**SOURCE EXCERPT**

The Courts Commission announced its decision Friday. The seven-member commission includes one Illinois Supreme Court judge, two appellate court judges, two circuit judges and two members of the public.
Duebbert could not immediately be reached for comment on the decision.
On April 19, 2018, the Illinois Judiciary Board filed a complaint with the Courts Commission accusing Duebbert of lying to its members and to police about his contact with his former roommate David E. Fields, who was acquitted of murder in the death of Carl Z. Silas in December 2018, in the days following the shooting.
Duebbert, a Republican, was elected to the 20th Judicial Court on Nov. 8, 2016, defeating Democrat John Baricevic for the position. After learning of his connections to Fields, however, Chief Judge Andrew Gleeson limited Duebbert to administrative duties in January 2017.
In its complaint to the Courts Commission, the Judiciary Board stated that Duebbert’s first effort to obscure the truth came during his interview with two investigators from the Major Case Squad of Greater St. Louis on Dec. 30, 2016.

**EXTRACTED MATERIAL**
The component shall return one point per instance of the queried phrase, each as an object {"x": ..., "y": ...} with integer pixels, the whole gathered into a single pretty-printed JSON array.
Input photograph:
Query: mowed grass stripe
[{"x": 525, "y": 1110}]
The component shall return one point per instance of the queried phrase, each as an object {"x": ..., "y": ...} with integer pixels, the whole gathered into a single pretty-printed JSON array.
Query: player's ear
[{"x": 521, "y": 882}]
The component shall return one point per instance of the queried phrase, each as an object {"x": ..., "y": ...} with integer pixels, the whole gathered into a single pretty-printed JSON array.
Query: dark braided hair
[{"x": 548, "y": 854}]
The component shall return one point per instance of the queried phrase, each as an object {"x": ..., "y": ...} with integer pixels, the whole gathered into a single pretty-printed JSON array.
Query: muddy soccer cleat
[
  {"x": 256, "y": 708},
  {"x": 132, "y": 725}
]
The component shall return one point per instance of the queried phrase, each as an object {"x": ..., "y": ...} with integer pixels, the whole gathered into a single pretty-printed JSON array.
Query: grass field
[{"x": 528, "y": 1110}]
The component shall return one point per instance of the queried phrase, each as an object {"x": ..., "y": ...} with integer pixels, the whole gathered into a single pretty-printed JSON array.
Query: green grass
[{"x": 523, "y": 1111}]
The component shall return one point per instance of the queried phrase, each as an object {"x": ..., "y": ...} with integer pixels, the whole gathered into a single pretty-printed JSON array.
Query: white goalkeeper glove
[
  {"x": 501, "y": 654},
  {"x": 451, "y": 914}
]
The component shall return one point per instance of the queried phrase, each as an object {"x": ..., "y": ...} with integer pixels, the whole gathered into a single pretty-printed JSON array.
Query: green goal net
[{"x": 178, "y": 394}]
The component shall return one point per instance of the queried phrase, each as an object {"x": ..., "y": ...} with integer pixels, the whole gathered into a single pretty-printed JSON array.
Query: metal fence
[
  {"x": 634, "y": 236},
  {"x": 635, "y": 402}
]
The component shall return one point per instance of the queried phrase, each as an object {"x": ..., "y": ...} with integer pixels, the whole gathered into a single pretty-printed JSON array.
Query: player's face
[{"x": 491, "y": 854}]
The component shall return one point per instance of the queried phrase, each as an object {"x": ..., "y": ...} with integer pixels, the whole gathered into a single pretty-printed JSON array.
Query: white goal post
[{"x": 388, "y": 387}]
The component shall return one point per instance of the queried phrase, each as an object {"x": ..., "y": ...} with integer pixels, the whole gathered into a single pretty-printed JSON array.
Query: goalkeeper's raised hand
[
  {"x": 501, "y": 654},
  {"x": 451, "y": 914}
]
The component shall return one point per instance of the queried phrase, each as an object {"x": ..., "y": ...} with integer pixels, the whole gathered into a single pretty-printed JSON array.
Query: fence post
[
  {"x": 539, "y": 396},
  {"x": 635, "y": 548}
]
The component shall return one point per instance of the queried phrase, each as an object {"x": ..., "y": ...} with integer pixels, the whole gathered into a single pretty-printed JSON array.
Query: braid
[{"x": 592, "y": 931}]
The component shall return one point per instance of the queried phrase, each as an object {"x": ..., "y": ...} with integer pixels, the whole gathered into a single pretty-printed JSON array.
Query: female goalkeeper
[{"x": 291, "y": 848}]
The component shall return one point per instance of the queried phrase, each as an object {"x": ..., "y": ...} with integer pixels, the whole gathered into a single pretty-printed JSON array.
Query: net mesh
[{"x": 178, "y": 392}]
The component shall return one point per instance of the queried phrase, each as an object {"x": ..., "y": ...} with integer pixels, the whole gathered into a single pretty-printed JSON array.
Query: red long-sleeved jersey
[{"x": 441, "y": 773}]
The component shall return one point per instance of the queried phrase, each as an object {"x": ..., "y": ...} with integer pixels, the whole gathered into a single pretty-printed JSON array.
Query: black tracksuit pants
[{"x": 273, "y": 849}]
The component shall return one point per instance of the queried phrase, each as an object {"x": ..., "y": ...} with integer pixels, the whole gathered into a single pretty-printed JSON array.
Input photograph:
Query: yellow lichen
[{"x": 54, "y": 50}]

**WORK TO DO**
(1) According to the excerpt on Judge Duebbert, how many members sit on the Courts Commission?
(2) Transcribe the passage of the excerpt on Judge Duebbert starting at "On April 19, 2018, the" and ending at "in January 2017.".
(3) Extend the excerpt on Judge Duebbert with the passage that would come after its final sentence.
The rows were drawn from a separate source.

**TASK ANSWERS**
(1) Seven members.

(2)
On April 19, 2018, the Illinois Judiciary Board filed a complaint with the Courts Commission accusing Duebbert of lying to its members and to police about his contact with his former roommate David E. Fields, who was acquitted of murder in the death of Carl Z. Silas in December 2018, in the days following the shooting.
Duebbert, a Republican, was elected to the 20th Judicial Court on Nov. 8, 2016, defeating Democrat John Baricevic for the position. After learning of his connections to Fields, however, Chief Judge Andrew Gleeson limited Duebbert to administrative duties in January 2017.

(3)
The law enforcement officers who interviewed Duebbert at his home asked what contact he had with Fields, who had been paroled to Duebbert’s home following time served for a battery on a pregnant woman. The two had been friends since 2013.
Duebbert told police in the interview that he had not heard from Fields on Dec. 30, and that the last time they had talked was on the evening of Dec. 29, the night before the shooting. Duebbert had actually received a call from Fields that morning, according to cell phone records obtained by the Belleville News-Democrat.
During that phone call, Fields told Duebbert he had “nothing to do” with the Silas’ murder. Duebbert insisted Fields turn himself in, court documents from Duebbert’s defense stated. Fields did so and was in police custody no later than 10:30 a.m.
A St. Clair County jury acquitted Fields of the murder charge on Dec. 10, 2018.
Duebbert stated in a May 17, 2019, response to those claims that he understood the purpose of the police interview “to be an effort being engineered by powerbrokers disturbed by his election to link him personally with the Silas’ murder.” Those “powerbrokers” included St. Clair County judges, lawyers and media members, according to court documents.
“(Duebbert) was shaken, he was feeling vulnerable and defensive, and he was not thinking clearly, but he had no intention of misleading police, and instead, was intent on convincing them that any effort to link any weapon of his to the homicide they were investigating would fail,” the response stated.
According to Duebbert, a then-Belleville News-Democrat reporter had asked him several questions about the firearms he owned, as information was circulating that the Silas murder weapon belonged to Duebbert.
That made him “petrified,” the document stated.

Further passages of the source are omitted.